*Task list*:
a: Answer these questions about the scanpy notebook:
(i) Which file format is set for figures?
(ii) In the loop over the paths, what is the column 'gene_ids' renamed to?
(iii) What is passed as batch_categories when the datasets are concatenated?
b: Return the part of the scanpy notebook between "cache=True)" and "batch_categories = adata_names)", inclusive, without changes.
c: Rewrite the block of the scanpy notebook that begins "sc.settings.verbosity = 4" as a short list of the settings it makes.

*Source extract*:
In [None]:
%%time
import numpy as np
import scanpy as sc
import os
import pandas as pd
import bbknn

sc.settings.verbosity = 4                
sc.settings.set_figure_params(80)                 
sc.settings.file_format_figures = 'png'  
sc.settings.savefigs = False            
use_first_n_samples = 0
full_sparse = False

# Basic QC workflow

In [None]:
adatas =[]

paths = ['\\adata1','\\adata2','\\adata3'] #...etc - Folders with matrix, features and barcodes gz files.
main_path = r'C:\Users\TzachiHNB5\Documents\scanpy_bat1k\gut' 
for path,name in zip(paths,data_names):
    adata = sc.read_10x_mtx(main_path+ path,var_names='gene_symbols',            # use gene symbols for the variable names (variables-axis index)
        cache=True)  
    sc.logging.print_memory_usage()
    print(adata.shape)
    adata.var_names =genes.index
    adata.var.drop(columns= 'feature_types',inplace=True)
    adata.var.rename(columns= {'gene_ids':'original_name'},inplace=True)
    adatas.append(adata)


In [None]:
adata_names =['name_1','name_2','name_3'] #...tec
adata = adatas[0].concatenate(adatas[1:], batch_categories = adata_names)

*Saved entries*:

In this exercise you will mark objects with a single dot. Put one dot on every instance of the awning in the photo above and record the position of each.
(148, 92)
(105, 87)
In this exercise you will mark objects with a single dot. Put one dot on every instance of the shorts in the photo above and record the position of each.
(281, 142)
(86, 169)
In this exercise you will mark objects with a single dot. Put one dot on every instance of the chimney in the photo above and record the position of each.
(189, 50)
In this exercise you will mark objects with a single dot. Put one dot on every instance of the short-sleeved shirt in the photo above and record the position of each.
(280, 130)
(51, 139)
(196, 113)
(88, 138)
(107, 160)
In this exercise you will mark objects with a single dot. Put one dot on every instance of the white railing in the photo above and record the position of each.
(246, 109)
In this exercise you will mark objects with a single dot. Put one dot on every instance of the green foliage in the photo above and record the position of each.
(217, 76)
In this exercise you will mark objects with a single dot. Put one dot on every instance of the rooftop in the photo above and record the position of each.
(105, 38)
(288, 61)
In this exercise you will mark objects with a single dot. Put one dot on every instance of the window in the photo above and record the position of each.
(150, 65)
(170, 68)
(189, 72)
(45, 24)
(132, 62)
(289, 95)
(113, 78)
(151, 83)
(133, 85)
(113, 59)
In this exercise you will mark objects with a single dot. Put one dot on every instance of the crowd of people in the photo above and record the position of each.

*Results by task*:
a:
(i) 'png'
(ii) 'original_name'
(iii) adata_names, the list ['name_1','name_2','name_3']

b:
cache=True)  
    sc.logging.print_memory_usage()
    print(adata.shape)
    adata.var_names =genes.index
    adata.var.drop(columns= 'feature_types',inplace=True)
    adata.var.rename(columns= {'gene_ids':'original_name'},inplace=True)
    adatas.append(adata)


In [None]:
adata_names =['name_1','name_2','name_3'] #...tec
adata = adatas[0].concatenate(adatas[1:], batch_categories = adata_names)

c:
- Verbosity is set to 4.
- Figure parameters are set with the value 80.
- The figure file format is 'png'.
- Saving figures is turned off (False).
- use_first_n_samples is set to 0.
- full_sparse is set to False.